▶ REQUIRED WORK: Copy the rows below word for word, from the first line through the line that contains "<point>149,42</point>". Include both ends, and leave the pictures out.

▶ GIVEN RECORDS:
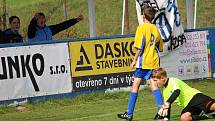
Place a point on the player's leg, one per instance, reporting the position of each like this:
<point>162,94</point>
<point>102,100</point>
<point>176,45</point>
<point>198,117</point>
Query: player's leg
<point>187,116</point>
<point>157,93</point>
<point>133,95</point>
<point>212,107</point>
<point>132,100</point>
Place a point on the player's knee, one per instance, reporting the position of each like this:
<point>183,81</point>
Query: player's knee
<point>185,117</point>
<point>153,85</point>
<point>212,108</point>
<point>135,85</point>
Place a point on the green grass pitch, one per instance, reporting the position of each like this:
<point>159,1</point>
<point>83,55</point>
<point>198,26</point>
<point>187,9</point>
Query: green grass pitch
<point>96,107</point>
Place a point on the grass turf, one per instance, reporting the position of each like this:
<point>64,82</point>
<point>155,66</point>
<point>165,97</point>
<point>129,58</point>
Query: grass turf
<point>96,107</point>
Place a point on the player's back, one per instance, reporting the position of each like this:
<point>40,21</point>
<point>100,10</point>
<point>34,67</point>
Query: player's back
<point>146,39</point>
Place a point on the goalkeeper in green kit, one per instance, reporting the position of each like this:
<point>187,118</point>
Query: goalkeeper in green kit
<point>196,105</point>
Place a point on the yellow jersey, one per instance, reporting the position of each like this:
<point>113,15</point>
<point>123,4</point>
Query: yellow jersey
<point>149,42</point>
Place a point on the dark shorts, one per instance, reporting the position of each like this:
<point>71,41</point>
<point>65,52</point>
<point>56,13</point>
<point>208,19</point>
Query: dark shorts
<point>199,103</point>
<point>143,73</point>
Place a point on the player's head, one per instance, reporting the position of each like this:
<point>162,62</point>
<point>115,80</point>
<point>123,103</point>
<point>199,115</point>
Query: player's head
<point>160,76</point>
<point>149,13</point>
<point>40,19</point>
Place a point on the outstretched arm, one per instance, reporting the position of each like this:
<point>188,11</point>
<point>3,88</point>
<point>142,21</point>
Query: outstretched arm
<point>64,25</point>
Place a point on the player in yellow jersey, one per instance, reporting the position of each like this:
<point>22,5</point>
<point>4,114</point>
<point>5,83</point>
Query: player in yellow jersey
<point>147,43</point>
<point>195,104</point>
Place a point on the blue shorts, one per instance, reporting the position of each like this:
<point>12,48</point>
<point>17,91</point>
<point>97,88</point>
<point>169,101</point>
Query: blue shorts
<point>143,73</point>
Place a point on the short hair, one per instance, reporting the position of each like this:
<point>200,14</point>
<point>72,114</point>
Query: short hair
<point>149,13</point>
<point>13,17</point>
<point>158,73</point>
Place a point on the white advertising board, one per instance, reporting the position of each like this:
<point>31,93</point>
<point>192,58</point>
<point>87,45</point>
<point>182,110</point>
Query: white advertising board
<point>190,61</point>
<point>37,70</point>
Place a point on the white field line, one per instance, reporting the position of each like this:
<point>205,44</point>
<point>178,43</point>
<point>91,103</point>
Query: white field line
<point>102,115</point>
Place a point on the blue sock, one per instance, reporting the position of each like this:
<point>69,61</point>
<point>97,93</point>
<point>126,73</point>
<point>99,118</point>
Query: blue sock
<point>131,103</point>
<point>158,97</point>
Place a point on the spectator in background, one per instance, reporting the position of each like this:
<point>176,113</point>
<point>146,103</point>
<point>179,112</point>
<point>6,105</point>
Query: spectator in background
<point>39,31</point>
<point>12,33</point>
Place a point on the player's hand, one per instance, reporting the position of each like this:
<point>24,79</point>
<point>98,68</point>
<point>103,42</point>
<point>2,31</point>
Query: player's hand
<point>80,17</point>
<point>163,111</point>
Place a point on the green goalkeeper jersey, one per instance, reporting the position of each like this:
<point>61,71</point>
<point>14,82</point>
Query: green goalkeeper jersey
<point>186,92</point>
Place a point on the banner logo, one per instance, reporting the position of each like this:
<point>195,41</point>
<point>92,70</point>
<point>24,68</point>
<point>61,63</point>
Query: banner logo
<point>81,64</point>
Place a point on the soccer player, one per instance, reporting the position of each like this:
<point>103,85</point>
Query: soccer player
<point>195,104</point>
<point>147,43</point>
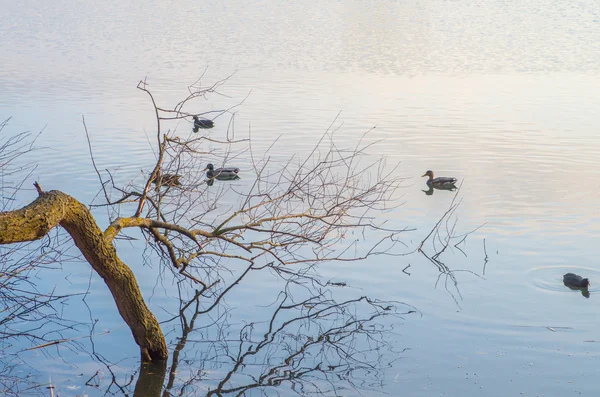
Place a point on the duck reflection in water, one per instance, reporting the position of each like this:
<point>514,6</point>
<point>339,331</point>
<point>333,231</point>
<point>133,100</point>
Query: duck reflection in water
<point>432,188</point>
<point>577,283</point>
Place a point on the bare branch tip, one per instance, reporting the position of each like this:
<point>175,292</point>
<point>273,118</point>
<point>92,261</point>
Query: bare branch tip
<point>38,187</point>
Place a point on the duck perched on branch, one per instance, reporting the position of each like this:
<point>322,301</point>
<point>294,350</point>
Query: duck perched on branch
<point>441,182</point>
<point>223,174</point>
<point>202,123</point>
<point>166,180</point>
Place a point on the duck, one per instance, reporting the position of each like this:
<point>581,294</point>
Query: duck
<point>166,180</point>
<point>202,123</point>
<point>572,280</point>
<point>441,182</point>
<point>223,174</point>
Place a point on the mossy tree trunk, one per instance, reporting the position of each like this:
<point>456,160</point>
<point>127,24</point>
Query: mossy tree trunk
<point>55,208</point>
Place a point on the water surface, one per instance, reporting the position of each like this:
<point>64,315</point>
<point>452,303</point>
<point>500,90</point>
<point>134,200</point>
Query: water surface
<point>502,96</point>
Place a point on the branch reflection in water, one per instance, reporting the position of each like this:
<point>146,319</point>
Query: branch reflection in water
<point>310,346</point>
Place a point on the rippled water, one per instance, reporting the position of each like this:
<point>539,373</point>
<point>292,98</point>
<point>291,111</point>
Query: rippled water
<point>503,96</point>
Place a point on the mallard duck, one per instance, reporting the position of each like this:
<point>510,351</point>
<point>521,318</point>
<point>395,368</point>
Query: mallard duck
<point>202,123</point>
<point>441,182</point>
<point>167,180</point>
<point>222,174</point>
<point>572,280</point>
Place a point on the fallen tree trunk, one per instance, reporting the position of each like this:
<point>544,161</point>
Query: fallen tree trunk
<point>55,208</point>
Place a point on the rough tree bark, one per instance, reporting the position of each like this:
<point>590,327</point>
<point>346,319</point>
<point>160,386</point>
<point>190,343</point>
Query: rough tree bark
<point>55,208</point>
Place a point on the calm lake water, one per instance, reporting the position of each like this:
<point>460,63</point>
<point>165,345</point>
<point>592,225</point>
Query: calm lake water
<point>501,95</point>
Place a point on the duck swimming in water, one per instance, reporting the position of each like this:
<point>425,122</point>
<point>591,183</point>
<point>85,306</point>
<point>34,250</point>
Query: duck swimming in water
<point>202,123</point>
<point>441,182</point>
<point>166,180</point>
<point>222,174</point>
<point>573,280</point>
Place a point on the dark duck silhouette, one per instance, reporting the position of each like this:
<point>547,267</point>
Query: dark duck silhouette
<point>442,183</point>
<point>202,123</point>
<point>573,280</point>
<point>222,174</point>
<point>166,180</point>
<point>577,283</point>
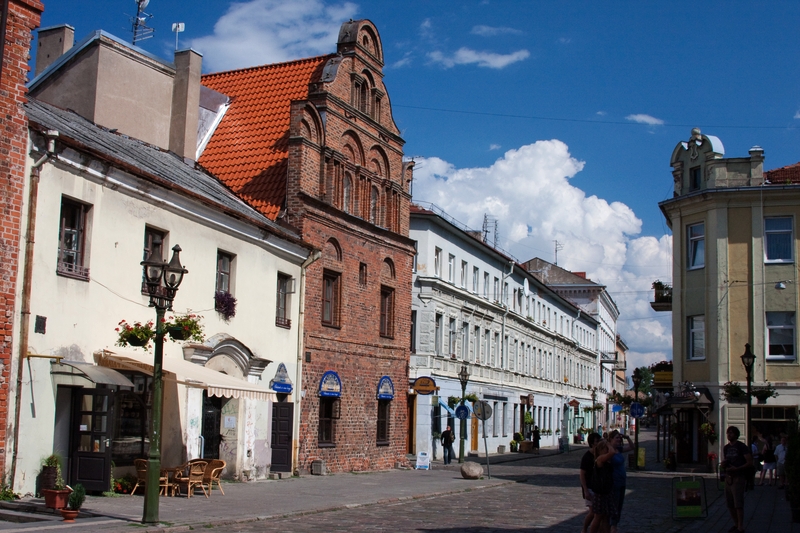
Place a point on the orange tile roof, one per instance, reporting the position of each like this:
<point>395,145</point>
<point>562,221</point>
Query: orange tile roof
<point>249,150</point>
<point>784,175</point>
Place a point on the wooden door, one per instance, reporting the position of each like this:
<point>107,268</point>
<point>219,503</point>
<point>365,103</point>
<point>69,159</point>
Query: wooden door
<point>282,426</point>
<point>91,438</point>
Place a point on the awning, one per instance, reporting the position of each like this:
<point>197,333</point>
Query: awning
<point>187,373</point>
<point>96,374</point>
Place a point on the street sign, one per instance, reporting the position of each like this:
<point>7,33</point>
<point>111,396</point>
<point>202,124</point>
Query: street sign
<point>482,410</point>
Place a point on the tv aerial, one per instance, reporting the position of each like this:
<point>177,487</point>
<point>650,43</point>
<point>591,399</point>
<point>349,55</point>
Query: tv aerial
<point>141,30</point>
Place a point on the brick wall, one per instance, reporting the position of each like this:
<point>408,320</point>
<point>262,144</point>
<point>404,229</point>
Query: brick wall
<point>23,17</point>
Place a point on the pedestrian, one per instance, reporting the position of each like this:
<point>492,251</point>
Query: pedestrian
<point>448,438</point>
<point>602,485</point>
<point>587,465</point>
<point>620,475</point>
<point>738,465</point>
<point>768,456</point>
<point>780,456</point>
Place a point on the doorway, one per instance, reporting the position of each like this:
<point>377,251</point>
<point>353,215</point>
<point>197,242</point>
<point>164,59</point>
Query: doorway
<point>282,424</point>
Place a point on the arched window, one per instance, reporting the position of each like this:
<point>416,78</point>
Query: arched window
<point>347,187</point>
<point>373,206</point>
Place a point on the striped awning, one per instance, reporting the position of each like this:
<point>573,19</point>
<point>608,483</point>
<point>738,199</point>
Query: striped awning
<point>187,373</point>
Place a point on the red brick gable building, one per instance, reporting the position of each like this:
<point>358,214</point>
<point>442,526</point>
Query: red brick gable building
<point>21,17</point>
<point>312,143</point>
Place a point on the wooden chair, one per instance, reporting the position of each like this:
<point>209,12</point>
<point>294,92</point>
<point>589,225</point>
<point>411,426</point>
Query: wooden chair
<point>212,474</point>
<point>192,477</point>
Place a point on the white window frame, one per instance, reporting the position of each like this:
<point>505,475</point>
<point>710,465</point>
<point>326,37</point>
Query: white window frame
<point>696,331</point>
<point>783,328</point>
<point>778,232</point>
<point>692,244</point>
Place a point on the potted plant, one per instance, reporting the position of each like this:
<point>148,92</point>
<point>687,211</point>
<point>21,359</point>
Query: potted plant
<point>762,394</point>
<point>733,392</point>
<point>137,334</point>
<point>76,500</point>
<point>186,327</point>
<point>55,497</point>
<point>225,304</point>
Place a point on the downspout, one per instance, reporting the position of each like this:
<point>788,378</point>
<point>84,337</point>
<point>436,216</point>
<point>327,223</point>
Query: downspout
<point>25,314</point>
<point>315,255</point>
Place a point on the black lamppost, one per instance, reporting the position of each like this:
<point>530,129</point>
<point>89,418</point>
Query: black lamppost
<point>748,360</point>
<point>463,377</point>
<point>637,380</point>
<point>162,280</point>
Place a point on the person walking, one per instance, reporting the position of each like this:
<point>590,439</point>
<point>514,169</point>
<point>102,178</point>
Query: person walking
<point>780,456</point>
<point>448,438</point>
<point>738,464</point>
<point>768,456</point>
<point>587,466</point>
<point>620,475</point>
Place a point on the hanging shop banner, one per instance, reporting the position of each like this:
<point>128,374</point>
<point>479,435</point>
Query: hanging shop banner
<point>424,385</point>
<point>385,388</point>
<point>281,382</point>
<point>330,384</point>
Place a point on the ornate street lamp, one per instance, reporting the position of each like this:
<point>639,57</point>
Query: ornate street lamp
<point>637,380</point>
<point>463,377</point>
<point>162,280</point>
<point>748,360</point>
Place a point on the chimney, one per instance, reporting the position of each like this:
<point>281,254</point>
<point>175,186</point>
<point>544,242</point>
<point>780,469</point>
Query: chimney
<point>185,104</point>
<point>53,43</point>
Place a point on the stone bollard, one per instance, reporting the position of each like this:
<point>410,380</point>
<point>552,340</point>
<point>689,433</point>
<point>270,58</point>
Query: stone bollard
<point>471,470</point>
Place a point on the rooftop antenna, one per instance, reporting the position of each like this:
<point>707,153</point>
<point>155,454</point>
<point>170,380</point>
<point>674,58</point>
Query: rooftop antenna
<point>177,27</point>
<point>141,30</point>
<point>558,246</point>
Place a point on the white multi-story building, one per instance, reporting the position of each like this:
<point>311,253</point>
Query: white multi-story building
<point>526,348</point>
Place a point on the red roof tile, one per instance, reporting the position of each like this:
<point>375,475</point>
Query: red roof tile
<point>784,175</point>
<point>249,150</point>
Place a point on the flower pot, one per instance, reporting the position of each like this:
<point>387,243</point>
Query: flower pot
<point>69,515</point>
<point>133,340</point>
<point>177,333</point>
<point>56,499</point>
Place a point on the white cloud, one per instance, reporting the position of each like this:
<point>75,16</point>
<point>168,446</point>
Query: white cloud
<point>466,56</point>
<point>488,31</point>
<point>258,32</point>
<point>645,119</point>
<point>529,192</point>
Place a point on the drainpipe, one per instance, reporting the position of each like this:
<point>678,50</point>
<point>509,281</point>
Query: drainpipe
<point>315,255</point>
<point>25,314</point>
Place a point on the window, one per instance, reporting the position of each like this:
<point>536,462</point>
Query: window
<point>451,268</point>
<point>224,267</point>
<point>282,307</point>
<point>328,408</point>
<point>694,178</point>
<point>384,409</point>
<point>778,240</point>
<point>330,298</point>
<point>437,335</point>
<point>780,334</point>
<point>387,312</point>
<point>696,235</point>
<point>71,246</point>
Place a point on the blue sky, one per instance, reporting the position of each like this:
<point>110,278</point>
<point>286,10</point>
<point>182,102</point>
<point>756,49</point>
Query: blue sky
<point>557,118</point>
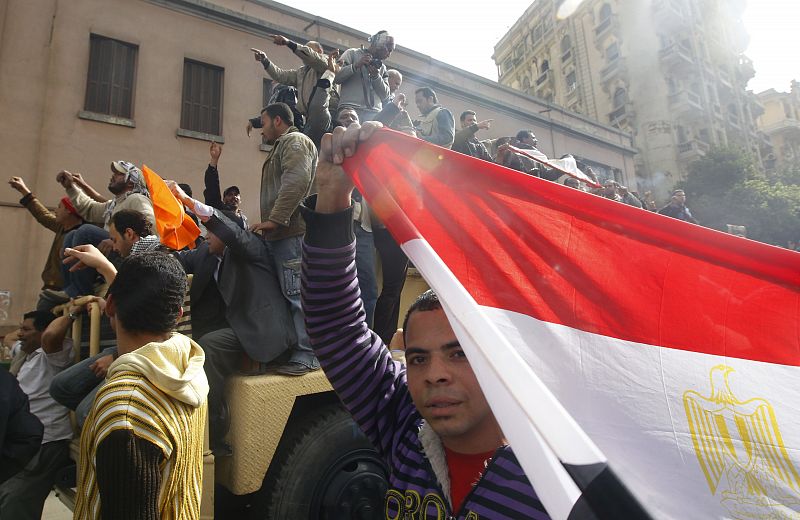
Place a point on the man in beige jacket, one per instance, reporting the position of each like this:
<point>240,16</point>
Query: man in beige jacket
<point>128,186</point>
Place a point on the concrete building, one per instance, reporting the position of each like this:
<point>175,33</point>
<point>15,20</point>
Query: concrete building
<point>781,123</point>
<point>671,72</point>
<point>85,82</point>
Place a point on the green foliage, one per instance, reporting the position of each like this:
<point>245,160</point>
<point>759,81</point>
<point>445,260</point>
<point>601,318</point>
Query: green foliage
<point>725,188</point>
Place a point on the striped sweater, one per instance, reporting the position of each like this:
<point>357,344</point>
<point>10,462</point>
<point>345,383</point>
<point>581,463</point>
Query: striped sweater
<point>142,443</point>
<point>373,388</point>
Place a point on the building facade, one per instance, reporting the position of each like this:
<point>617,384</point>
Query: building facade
<point>85,82</point>
<point>781,123</point>
<point>670,72</point>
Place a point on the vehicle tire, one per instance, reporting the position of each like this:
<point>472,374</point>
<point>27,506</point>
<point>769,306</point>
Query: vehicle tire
<point>325,469</point>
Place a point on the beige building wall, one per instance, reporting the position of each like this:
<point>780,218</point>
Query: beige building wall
<point>44,55</point>
<point>670,72</point>
<point>781,123</point>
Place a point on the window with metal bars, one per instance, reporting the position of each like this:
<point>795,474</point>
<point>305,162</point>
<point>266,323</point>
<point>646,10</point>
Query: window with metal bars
<point>111,77</point>
<point>201,105</point>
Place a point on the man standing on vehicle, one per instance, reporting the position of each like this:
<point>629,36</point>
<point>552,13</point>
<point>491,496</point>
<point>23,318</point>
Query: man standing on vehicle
<point>286,178</point>
<point>429,421</point>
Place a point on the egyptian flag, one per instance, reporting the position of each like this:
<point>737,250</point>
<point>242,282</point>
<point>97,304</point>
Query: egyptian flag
<point>175,228</point>
<point>619,349</point>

▶ FINAL RESULT:
Place a point on the player's leg, one per instance, reporting the position of each like this:
<point>162,94</point>
<point>102,100</point>
<point>176,45</point>
<point>198,117</point>
Query: player's leg
<point>187,116</point>
<point>157,93</point>
<point>133,95</point>
<point>212,107</point>
<point>132,100</point>
Place a point on the player's knee, one per instance, reporting the position of each like this:
<point>183,81</point>
Query: player's knee
<point>185,117</point>
<point>153,85</point>
<point>212,108</point>
<point>135,85</point>
Place a point on the green grass pitch, one per instance, reporting the position of each like this:
<point>159,1</point>
<point>83,55</point>
<point>198,26</point>
<point>187,9</point>
Query: green grass pitch
<point>96,107</point>
Place a point on the grass turf, one per instance, reporting the position of each like this:
<point>64,82</point>
<point>155,66</point>
<point>165,97</point>
<point>129,58</point>
Query: grass turf
<point>96,107</point>
Place a point on the player's back, one per instance, reporting the position of each like this:
<point>40,21</point>
<point>100,10</point>
<point>34,67</point>
Query: player's back
<point>146,39</point>
Place a point on the goalkeeper in green kit, one per instance, reporting the position of each like this:
<point>187,118</point>
Query: goalkeeper in green kit
<point>196,105</point>
Place a point on the yellow jersey, one per instance, reporting the position of each like this:
<point>113,15</point>
<point>123,4</point>
Query: yellow jersey
<point>149,42</point>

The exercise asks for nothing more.